◆ **GIVEN DATA**
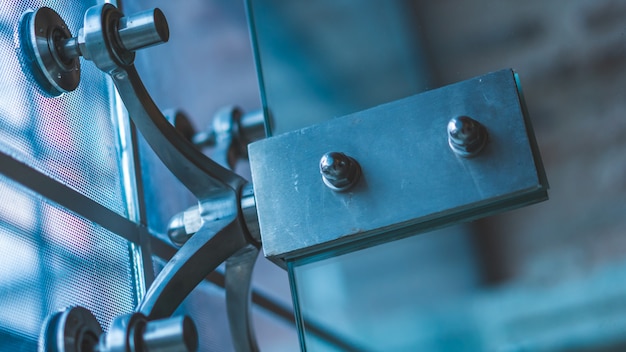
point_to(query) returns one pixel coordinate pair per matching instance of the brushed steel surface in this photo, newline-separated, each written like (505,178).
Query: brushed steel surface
(411,180)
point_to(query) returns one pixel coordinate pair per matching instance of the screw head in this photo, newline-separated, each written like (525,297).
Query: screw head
(339,171)
(466,136)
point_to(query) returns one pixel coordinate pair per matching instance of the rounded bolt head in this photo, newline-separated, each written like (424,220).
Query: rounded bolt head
(339,171)
(466,136)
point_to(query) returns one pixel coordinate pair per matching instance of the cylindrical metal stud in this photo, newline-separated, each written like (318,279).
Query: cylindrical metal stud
(466,136)
(339,171)
(143,29)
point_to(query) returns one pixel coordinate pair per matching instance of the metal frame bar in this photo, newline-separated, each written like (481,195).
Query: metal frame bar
(85,207)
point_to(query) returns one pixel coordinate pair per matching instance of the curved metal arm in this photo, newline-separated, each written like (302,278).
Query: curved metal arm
(204,177)
(190,265)
(109,40)
(238,277)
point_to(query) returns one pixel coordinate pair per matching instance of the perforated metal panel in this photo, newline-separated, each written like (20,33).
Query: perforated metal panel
(51,259)
(71,138)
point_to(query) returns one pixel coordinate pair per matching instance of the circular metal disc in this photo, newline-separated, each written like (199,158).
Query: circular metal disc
(41,35)
(72,330)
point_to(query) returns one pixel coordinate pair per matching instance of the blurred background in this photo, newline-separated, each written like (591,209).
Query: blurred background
(549,277)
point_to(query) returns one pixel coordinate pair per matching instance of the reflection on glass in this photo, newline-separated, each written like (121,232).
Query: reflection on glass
(545,278)
(326,58)
(57,260)
(71,138)
(49,257)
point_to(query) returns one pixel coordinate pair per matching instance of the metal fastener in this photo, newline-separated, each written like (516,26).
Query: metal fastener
(466,136)
(339,171)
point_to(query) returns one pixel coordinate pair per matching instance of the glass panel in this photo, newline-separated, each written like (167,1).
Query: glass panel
(71,137)
(51,259)
(326,58)
(546,277)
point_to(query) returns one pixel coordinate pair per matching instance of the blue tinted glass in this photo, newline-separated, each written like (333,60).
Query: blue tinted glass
(326,58)
(51,259)
(71,137)
(544,278)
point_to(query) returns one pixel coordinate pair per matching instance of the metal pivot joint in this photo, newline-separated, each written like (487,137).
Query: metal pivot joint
(339,171)
(76,329)
(108,39)
(466,136)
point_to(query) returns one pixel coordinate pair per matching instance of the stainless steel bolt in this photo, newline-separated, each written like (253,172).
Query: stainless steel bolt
(466,136)
(339,171)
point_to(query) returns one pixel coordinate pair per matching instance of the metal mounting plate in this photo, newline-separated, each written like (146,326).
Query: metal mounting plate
(411,180)
(40,33)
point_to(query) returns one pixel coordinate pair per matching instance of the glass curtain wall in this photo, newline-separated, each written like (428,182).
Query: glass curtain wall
(51,257)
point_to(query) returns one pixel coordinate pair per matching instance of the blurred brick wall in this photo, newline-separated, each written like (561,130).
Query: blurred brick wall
(571,57)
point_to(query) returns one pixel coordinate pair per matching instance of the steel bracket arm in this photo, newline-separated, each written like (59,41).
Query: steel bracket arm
(109,39)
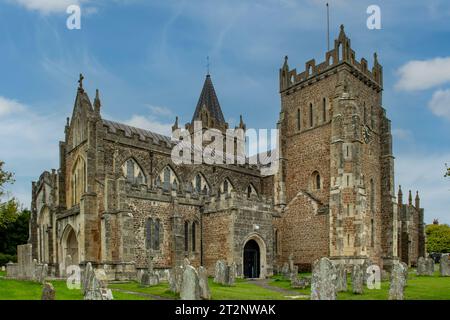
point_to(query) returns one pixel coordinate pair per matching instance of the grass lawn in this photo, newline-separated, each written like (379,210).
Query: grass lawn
(418,288)
(242,290)
(29,290)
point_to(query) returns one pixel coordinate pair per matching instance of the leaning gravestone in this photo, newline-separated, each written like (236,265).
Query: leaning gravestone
(220,275)
(205,293)
(429,266)
(405,272)
(421,266)
(285,270)
(48,292)
(397,286)
(367,263)
(357,279)
(444,267)
(323,282)
(98,287)
(231,274)
(291,262)
(190,287)
(341,285)
(88,274)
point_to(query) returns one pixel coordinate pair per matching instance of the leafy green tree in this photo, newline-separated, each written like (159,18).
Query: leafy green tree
(438,238)
(9,208)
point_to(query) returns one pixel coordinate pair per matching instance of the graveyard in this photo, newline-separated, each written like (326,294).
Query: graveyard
(424,287)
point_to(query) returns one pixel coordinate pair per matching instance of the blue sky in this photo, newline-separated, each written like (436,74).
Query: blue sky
(148,59)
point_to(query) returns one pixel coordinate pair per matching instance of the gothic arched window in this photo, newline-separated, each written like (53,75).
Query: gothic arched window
(324,110)
(78,180)
(186,236)
(133,172)
(168,179)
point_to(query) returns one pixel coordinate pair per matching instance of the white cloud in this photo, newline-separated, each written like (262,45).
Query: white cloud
(440,103)
(402,134)
(425,173)
(160,111)
(28,144)
(424,74)
(149,123)
(48,6)
(8,106)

◆ **TASK BRIEF**
Rewrite all the rows above with "newline-separated" replaced by "one per line" wherever it appears, keeping everything else the same, and omit the pictures.

◆ **ANSWER TO THE EXERCISE**
point_to(query) returns one pixel coordinate pair per matching instance of the brushed steel surface in this photo, one per line, each written like (505,178).
Query: brushed steel surface
(411,180)
point_to(query) returns one pixel coordinate pair per matching instance of the screw head in this photo, one per line, each written like (525,297).
Query: screw head
(339,171)
(466,136)
point_to(query) returns one pixel coordinate pair per matching instance of the rounded bolt head in this photo, one per line, each written like (424,220).
Query: rounded bolt head
(339,171)
(466,136)
point_to(query) returns one pixel coordinate pair per matching instance of the cylindrical metal stud in this photo, one per line, each written like (318,279).
Query: cylindrical metal stud
(466,136)
(339,171)
(143,29)
point_to(query) returns one pixel coordinate pair per matching instance of the metal frame bar in this photo, one per line, each written like (481,195).
Query: metal frame bar
(85,207)
point_to(query) returns one pixel coordinate pair per matching instance of the curved metal arm in this photo, one per line, each written like (302,278).
Query: curved metal arm
(204,177)
(190,265)
(109,40)
(238,277)
point_to(query) returns one pixel coordinate pair per matching instance of the perforated metal panel in this photo, one per line, each written like (20,33).
Query: perforated metal panel
(51,259)
(71,138)
point_to(query) returns one pixel coordinate pair per matching instance of the circular metal disc in this photo, one per line, each written like (199,158).
Query: circular metal disc
(41,35)
(72,330)
point_to(query) returns one pixel coordinate pair per matching instance of the blurred background in this photo, one per line, each written like (591,209).
Query: blurred background
(549,277)
point_to(query) returns one pixel coordinate pair per matching instance of the reflection on glass in this photo, one per line, each written like (121,232).
Query: reflection on glass
(545,278)
(326,58)
(57,260)
(71,138)
(49,257)
point_to(query) returns one pixel coordinate pair per matching instance of the metal fastener in this photo, one per line, each written like (516,26).
Query: metal fastener
(466,136)
(339,171)
point_to(query) returns one pixel coordinate pair per matching instance of the glass panel in this photo, one per line, each written like (167,1).
Query: glass panel
(71,137)
(51,259)
(326,58)
(546,277)
point_to(query) returns one pixel coordinate pair per matching instance of the blue tinted glass in this photo, one per line, each written like (333,60).
Query: blue tinted glass
(326,58)
(51,259)
(71,137)
(544,278)
point_to(query) returns one pixel coordinate pair per matching instance of the metal pivot joint in this photo, one per line, each written like (487,137).
Query: metal pivot joint
(339,171)
(76,329)
(108,39)
(466,136)
point_to(query) returns one pixel coordinate pair per matching instance of the stainless steel bolt in this photo, one per line, each written like (253,172).
Query: stainless steel bolt
(466,136)
(339,171)
point_to(query) returns one pixel coordinate pair per matching instance of the metal mounting plate in this photo, one per line, each written like (146,326).
Query: metal mounting plate
(411,180)
(40,33)
point_to(query) returns one pixel coordinate pair per matching instance of the glass curtain wall in this photo, one per line, each written like (428,182).
Query: glass curtain wall
(51,257)
point_to(query) returns one pixel coordinate pair per matching instance of the blurred brick wall in this photo, one per line, each written like (561,130).
Query: blurred brick wall
(571,57)
point_to(query) returns one pixel coordinate pair per matching instance of the steel bracket arm in this photo, one per line, each written like (59,41).
Query: steel bracket arm
(109,39)
point_to(query) returns one pixel coordinate pair per matching instance of the grass lawn in this photo, one per line, each written like (379,210).
Query: grass lawn
(418,288)
(242,290)
(29,290)
point_to(query) returns one pixel coordinate pair per matching instance of the leaning gravestone in this photo, one per line, each written like (236,265).
Query: leaning gravestone
(220,275)
(205,293)
(429,266)
(405,272)
(421,266)
(285,270)
(48,292)
(397,286)
(367,263)
(357,279)
(444,267)
(323,282)
(98,287)
(231,274)
(291,262)
(190,287)
(341,285)
(88,274)
point_to(query) returns one pixel coordinate pair per matching instance of the leafy green tree in this photo, one per line, each written like (159,18).
Query: leafy green tree
(438,238)
(9,208)
point_to(query) returns one pixel coordinate pair per matching instance of the graveyard in this photo, one per line, each written like (326,294).
Query: graveyard
(424,287)
point_to(query) returns one pixel coordinate pair per matching instance of the blue sky in this photo, one per line, each written like (436,74).
Query: blue sky
(148,59)
point_to(query) returns one pixel coordinate pair per matching instance of the gothic arched window in this photo, one per line, each written like (53,75).
Query: gothic arched window
(324,110)
(78,180)
(186,236)
(133,172)
(168,179)
point_to(query) returns one pixel coordinate pair per matching instance of the white cloud in this photo, one per line, each written like (262,45).
Query: white cloud
(440,103)
(402,134)
(425,173)
(160,111)
(28,144)
(424,74)
(149,123)
(48,6)
(8,106)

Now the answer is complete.